Given task => Identify each row below that contains the string "sofa", treating uppercase and lowercase letters as distinct. Copy each of those rows in full.

Given records =>
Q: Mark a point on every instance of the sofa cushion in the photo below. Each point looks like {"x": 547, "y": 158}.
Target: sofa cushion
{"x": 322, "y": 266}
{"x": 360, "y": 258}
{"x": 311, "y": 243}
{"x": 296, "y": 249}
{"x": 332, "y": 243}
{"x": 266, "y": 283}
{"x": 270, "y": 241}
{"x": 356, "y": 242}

Exercise output =>
Q: Mark a point on every instance of the sofa cushion in the photo below. Each point looks like {"x": 547, "y": 158}.
Target: sofa cushion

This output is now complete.